▸ **Extrait du document**
<<<<

Décision

Les décisions diffusées proviennent de tribunaux ou d'organismes indépendants de SOQUIJ et pourraient ne pas être accessibles aux personnes handicapées qui utilisent des technologies d'adaptation. Visitez la page Accessibilité pour en savoir plus.
Copier l'url dans le presse-papier
Le lien a été copié dans le presse-papier
COUR SUPÉRIEURE

 

 

JB 2820

 
 COUR SUPÉRIEURE

 

CANADA

PROVINCE DE QUÉBEC

DISTRICT DE

CHICOUTIMI

 

N° :

150-17-000539-038

 

 

 

DATE :

9 juin 2003

______________________________________________________________________

 

SOUS LA PRÉSIDENCE DE :

L’HONORABLE

J. ROGER BANFORD, J.C.S.

______________________________________________________________________

 

 

9039-3463 QUÉBEC INC.

personne morale légalement constituée ayant son siège social au 300, boul. de la Grande-Baie Nord, La Baie, Québec, G7B 3J3

Demanderesse

c.

LUC VAILLANCOURT

68, rue d’Anjou, Chicoutimi, Québec, G7H 6Z9

Défendeur

et

GILLES GRENON

600, rue de l’Intendant, Chicoutimi, Québec, G7H 7J8

et

JEAN-MARIE GRENON

402, rue des Erables, La Baie, Québec, G7B 3C7

et

JEAN-JULIEN GRENON

602, rue Chanoine-Gaudreault, La Baie, Québec, G7B 3C7

et

CHRISTINE GRENON

1112, rue Duberger, Chicoutimi, Québec, G7B 4H7

et

LOUISE GRENON

5460, rue des Sapins, Montréal, Québec, H1T 2P8

et

MARTINE GRENON

1583, rue des Épinettes, La Baie, Québec, G7B 2V5

 

et

ADAM LAPOINTE

459, place Einstein, Chicoutimi, Québec, G7H 6A9

et

JEAN-PHILIPPE HARVEY

532, rue Marguerite-Tellier, Chicoutimi, Québec, G7H 6C1

Mis en cause

 

______________________________________________________________________

 

JUGEMENT SUR REQUÊTE EN IRRECEVABILITÉ

______________________________________________________________________

 

[1]                La rupture du lien d’emploi entre la demanderesse (Groupe Alba) et son ex-directeur général, le défendeur Luc Vaillancourt, laisse entrevoir un large contentieux en raison, notamment, du fait que le défendeur détient aussi les qualités d’administrateur et actionnaire de son ex-employeur.

>>>>

▸ **Travail demandé**
- a) D'après la décision, quel juge siège dans ce dossier ?
- b) Traduisez en anglais cette phrase de la décision : « La rupture du lien d’emploi entre la demanderesse (Groupe Alba) et son ex-directeur général, le défendeur Luc Vaillancourt, laisse entrevoir un large contentieux en raison, notamment, du fait que le défendeur détient aussi les qualités d’administrateur et actionnaire de son ex-employeur. »
- c) Reprenez la rédaction de la décision à la suite du paragraphe [1].
Les enregistrements qui suivent proviennent d'une autre source.

Éléments stockés:
<<<<

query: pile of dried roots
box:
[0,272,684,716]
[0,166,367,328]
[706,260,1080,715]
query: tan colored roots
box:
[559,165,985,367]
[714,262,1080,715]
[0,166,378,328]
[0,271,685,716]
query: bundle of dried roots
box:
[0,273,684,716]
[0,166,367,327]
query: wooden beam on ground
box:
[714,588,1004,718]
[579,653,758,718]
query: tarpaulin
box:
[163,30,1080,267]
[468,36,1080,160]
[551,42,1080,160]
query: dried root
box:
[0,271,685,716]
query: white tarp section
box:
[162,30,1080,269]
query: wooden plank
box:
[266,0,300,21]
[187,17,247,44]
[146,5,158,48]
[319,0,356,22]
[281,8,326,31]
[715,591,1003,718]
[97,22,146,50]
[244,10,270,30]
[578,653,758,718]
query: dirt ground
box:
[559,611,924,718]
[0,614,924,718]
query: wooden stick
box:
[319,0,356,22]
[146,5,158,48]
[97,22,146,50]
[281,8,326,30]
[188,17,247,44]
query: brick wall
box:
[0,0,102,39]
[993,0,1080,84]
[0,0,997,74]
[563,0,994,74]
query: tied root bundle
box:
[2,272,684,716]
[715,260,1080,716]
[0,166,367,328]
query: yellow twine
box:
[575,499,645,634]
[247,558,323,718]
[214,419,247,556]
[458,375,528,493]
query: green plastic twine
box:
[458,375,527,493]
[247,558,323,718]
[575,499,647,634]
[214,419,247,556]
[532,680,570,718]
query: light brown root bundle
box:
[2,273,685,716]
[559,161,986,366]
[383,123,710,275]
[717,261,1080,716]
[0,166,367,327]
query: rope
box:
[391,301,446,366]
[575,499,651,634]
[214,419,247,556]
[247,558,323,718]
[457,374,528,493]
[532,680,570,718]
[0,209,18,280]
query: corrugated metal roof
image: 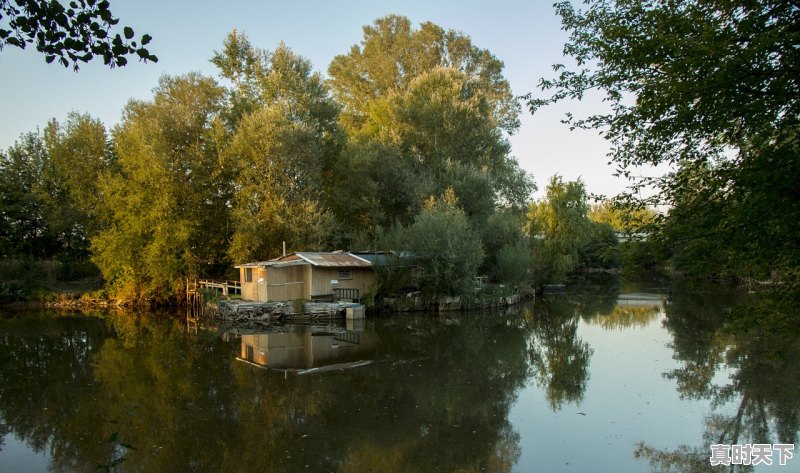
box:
[234,261,269,268]
[236,251,372,268]
[295,251,372,268]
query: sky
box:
[0,0,627,197]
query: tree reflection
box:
[0,308,545,472]
[525,297,592,410]
[635,284,800,472]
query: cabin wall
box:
[309,268,375,299]
[266,265,309,302]
[239,268,266,301]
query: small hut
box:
[236,251,375,302]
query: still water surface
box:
[0,279,800,472]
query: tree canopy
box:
[529,0,800,277]
[0,0,158,71]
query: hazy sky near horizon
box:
[0,0,626,196]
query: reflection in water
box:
[239,325,379,370]
[0,274,800,472]
[585,292,666,330]
[0,314,528,472]
[635,282,800,472]
[525,296,592,410]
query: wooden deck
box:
[197,280,242,297]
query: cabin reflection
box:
[237,321,379,371]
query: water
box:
[0,279,800,472]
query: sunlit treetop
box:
[0,0,158,71]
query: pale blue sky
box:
[0,0,625,195]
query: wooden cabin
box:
[236,251,375,302]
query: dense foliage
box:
[0,16,534,299]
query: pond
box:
[0,277,800,472]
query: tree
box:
[42,112,111,261]
[0,113,109,269]
[92,73,233,298]
[328,16,534,238]
[0,0,158,71]
[528,175,592,284]
[212,37,342,262]
[328,15,519,136]
[408,190,484,300]
[0,132,56,258]
[529,0,800,280]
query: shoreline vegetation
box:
[0,8,800,322]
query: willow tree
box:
[43,112,112,260]
[528,176,592,284]
[530,0,800,280]
[92,73,231,297]
[328,15,532,242]
[213,32,341,262]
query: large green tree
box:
[530,0,800,279]
[328,15,532,242]
[528,176,593,284]
[92,73,233,297]
[212,31,342,262]
[408,191,485,300]
[0,132,51,258]
[0,112,110,262]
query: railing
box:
[333,332,361,345]
[333,288,361,302]
[197,280,242,297]
[267,281,305,301]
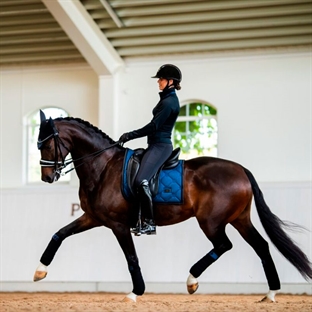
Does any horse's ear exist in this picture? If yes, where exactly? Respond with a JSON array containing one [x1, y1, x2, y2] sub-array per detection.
[[40, 109, 46, 123]]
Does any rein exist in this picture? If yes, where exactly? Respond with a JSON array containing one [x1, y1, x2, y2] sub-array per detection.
[[38, 127, 120, 176]]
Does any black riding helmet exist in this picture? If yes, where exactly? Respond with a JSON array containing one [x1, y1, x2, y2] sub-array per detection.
[[152, 64, 182, 83]]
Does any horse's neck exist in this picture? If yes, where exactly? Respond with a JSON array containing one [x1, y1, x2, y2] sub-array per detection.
[[71, 137, 113, 188]]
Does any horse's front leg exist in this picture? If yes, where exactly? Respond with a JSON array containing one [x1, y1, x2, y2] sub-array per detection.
[[112, 223, 145, 302], [34, 214, 101, 282]]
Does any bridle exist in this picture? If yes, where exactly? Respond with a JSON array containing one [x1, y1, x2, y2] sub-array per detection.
[[37, 123, 120, 176]]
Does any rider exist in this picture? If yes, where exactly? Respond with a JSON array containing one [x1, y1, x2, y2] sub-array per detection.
[[119, 64, 182, 235]]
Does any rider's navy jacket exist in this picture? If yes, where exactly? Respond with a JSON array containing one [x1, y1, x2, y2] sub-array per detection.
[[129, 88, 180, 144]]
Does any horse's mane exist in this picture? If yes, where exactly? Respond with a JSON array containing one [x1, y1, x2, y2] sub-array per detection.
[[54, 117, 116, 144]]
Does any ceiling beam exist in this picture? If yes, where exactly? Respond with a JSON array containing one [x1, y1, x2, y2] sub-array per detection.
[[42, 0, 124, 76], [100, 0, 125, 28]]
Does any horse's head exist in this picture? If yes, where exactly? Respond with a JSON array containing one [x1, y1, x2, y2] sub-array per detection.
[[37, 110, 69, 183]]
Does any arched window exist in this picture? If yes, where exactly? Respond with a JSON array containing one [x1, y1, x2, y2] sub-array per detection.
[[173, 102, 218, 159], [26, 107, 70, 183]]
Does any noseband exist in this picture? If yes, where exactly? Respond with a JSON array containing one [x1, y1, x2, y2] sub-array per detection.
[[37, 124, 73, 175], [37, 123, 120, 176]]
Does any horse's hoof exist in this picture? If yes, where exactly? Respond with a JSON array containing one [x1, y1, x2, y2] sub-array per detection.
[[187, 283, 198, 295], [34, 271, 48, 282], [260, 290, 279, 303], [122, 293, 137, 303], [260, 297, 275, 303]]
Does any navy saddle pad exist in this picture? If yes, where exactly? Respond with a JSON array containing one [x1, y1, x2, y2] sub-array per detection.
[[121, 148, 184, 204]]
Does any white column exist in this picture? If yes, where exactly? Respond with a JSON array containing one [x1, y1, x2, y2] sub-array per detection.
[[99, 75, 119, 141]]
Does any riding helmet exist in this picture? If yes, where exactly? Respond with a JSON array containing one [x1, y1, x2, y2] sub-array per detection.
[[152, 64, 182, 82]]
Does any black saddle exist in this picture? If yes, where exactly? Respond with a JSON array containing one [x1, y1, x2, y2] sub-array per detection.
[[126, 147, 181, 197]]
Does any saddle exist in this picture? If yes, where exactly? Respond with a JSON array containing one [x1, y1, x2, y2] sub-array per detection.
[[124, 147, 181, 197]]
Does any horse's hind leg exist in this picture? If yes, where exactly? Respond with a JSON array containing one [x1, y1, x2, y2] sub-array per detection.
[[34, 214, 101, 282], [187, 224, 232, 294], [231, 216, 281, 301]]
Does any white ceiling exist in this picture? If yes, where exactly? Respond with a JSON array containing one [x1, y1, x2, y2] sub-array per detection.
[[0, 0, 312, 72]]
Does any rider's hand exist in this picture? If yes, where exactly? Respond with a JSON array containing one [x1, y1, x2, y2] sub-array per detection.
[[119, 132, 130, 143]]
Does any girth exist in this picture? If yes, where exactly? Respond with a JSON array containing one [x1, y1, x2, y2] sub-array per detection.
[[124, 147, 181, 197]]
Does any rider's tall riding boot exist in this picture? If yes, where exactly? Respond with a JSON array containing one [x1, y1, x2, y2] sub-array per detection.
[[131, 180, 156, 236]]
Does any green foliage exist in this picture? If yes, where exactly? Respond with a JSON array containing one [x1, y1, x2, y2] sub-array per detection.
[[173, 103, 218, 158]]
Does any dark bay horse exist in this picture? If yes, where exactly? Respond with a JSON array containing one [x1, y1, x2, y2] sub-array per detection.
[[34, 112, 312, 301]]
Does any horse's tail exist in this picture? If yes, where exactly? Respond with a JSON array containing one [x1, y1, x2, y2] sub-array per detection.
[[244, 168, 312, 280]]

>>>>

▸ **Résultats finaux**
- a) L'honorable J. Roger Banford, J.C.S.

- b) The termination of the employment relationship between the plaintiff (Groupe Alba) and its former general manager, the defendant Luc Vaillancourt, points to extensive litigation owing, in particular, to the fact that the defendant is also a director and shareholder of his former employer.

- c)
[2]                Ainsi, est déjà amorcée la procédure d’arbitrage prévue à la clause compromissoire contenue à la convention unanime d’actionnaires, intervenue entre les parties, afin de déterminer la valeur des actions détenues par le défendeur.  Des mises en demeure transmises par ce dernier aux autres parties, laissent entrevoir d’éventuels recours en dommages et intérêts ainsi qu’une possibilité de recours en oppression.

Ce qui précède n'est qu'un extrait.